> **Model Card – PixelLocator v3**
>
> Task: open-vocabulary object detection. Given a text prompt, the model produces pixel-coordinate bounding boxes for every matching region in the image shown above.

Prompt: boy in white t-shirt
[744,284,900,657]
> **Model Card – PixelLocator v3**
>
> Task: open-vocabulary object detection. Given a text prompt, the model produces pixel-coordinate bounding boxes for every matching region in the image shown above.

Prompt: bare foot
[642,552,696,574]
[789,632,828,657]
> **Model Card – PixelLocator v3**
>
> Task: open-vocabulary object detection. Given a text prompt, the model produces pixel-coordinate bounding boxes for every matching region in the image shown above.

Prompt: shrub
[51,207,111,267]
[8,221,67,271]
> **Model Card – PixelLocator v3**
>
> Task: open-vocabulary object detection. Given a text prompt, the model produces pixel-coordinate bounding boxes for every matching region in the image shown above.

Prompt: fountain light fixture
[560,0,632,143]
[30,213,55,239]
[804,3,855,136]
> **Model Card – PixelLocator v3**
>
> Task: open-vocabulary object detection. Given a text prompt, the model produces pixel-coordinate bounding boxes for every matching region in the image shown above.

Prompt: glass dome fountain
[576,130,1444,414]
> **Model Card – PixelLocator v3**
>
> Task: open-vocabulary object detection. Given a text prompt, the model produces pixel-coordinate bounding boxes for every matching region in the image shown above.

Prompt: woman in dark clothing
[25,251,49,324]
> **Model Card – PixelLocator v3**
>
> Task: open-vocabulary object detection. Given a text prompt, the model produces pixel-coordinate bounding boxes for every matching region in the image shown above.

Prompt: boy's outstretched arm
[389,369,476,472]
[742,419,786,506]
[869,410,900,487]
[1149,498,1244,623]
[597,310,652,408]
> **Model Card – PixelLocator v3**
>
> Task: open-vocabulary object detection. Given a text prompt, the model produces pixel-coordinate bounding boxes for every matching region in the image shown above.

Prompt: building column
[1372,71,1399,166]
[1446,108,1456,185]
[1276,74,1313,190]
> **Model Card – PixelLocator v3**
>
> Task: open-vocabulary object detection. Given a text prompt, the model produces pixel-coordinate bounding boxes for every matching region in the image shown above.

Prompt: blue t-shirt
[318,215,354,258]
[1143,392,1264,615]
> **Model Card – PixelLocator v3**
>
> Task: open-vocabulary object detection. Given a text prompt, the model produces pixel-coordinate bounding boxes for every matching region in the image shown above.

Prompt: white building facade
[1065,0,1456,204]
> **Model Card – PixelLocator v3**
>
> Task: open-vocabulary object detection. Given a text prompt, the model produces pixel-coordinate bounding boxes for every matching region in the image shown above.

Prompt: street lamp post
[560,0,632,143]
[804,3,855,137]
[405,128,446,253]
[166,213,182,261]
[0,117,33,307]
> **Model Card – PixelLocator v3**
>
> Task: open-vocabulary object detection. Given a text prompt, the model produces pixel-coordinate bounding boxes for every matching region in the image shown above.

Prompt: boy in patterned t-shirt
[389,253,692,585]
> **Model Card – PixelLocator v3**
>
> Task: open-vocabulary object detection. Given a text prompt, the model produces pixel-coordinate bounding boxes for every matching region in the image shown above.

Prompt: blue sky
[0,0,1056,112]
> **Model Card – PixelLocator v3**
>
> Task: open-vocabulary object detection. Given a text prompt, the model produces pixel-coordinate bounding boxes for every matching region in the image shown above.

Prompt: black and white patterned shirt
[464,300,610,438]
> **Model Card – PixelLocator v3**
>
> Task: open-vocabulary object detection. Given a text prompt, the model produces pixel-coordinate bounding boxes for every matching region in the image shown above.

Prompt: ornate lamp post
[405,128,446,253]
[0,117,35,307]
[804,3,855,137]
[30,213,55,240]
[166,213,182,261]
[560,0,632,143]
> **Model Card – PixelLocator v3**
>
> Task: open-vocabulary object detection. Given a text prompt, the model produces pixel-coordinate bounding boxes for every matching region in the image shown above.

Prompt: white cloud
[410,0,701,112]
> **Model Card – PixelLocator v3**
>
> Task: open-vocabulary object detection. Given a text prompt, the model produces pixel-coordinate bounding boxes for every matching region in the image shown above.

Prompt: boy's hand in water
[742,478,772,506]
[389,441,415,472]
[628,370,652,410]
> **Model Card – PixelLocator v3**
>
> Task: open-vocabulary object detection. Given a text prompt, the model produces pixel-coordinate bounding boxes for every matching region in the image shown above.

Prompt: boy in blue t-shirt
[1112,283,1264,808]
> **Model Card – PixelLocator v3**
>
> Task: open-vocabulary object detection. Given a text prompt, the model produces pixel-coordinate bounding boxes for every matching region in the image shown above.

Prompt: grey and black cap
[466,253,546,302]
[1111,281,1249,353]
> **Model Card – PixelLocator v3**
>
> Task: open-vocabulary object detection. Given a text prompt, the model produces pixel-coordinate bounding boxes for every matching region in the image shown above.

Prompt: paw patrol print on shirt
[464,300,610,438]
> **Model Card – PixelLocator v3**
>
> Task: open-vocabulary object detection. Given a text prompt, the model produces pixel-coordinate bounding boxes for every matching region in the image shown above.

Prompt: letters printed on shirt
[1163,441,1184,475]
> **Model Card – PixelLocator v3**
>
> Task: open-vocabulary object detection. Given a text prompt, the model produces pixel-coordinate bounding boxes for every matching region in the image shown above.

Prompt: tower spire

What the task asks: Please reproduce the data above word for word, from the very start down to and including the line containing "[8,221,67,271]".

Exercise result:
> **Model Card – PixelLocator v3**
>
> Task: open-vocabulary object detection. Given a text prompt, the model produces pixel-coordinate bounding boxes for every matching region in the image shown above.

Prompt: boy in white t-shirt
[744,284,900,657]
> **Model Card – PixelLocator v3**
>
> Task: open-vocabulary object detection. Given a text prompt, the model produces pixel-coordinate bounding boxes for every matching region in the image shown above.

Prompt: bare foot
[642,552,696,574]
[789,632,828,657]
> **Model Card – PixelLocator v3**
>
> Task: open-vocabulary object detection. Given a text prompt, the model produces pixel-coordinate bounding boxes for every matching region in the image shown above.

Prompt: shrub
[51,207,111,267]
[8,221,67,271]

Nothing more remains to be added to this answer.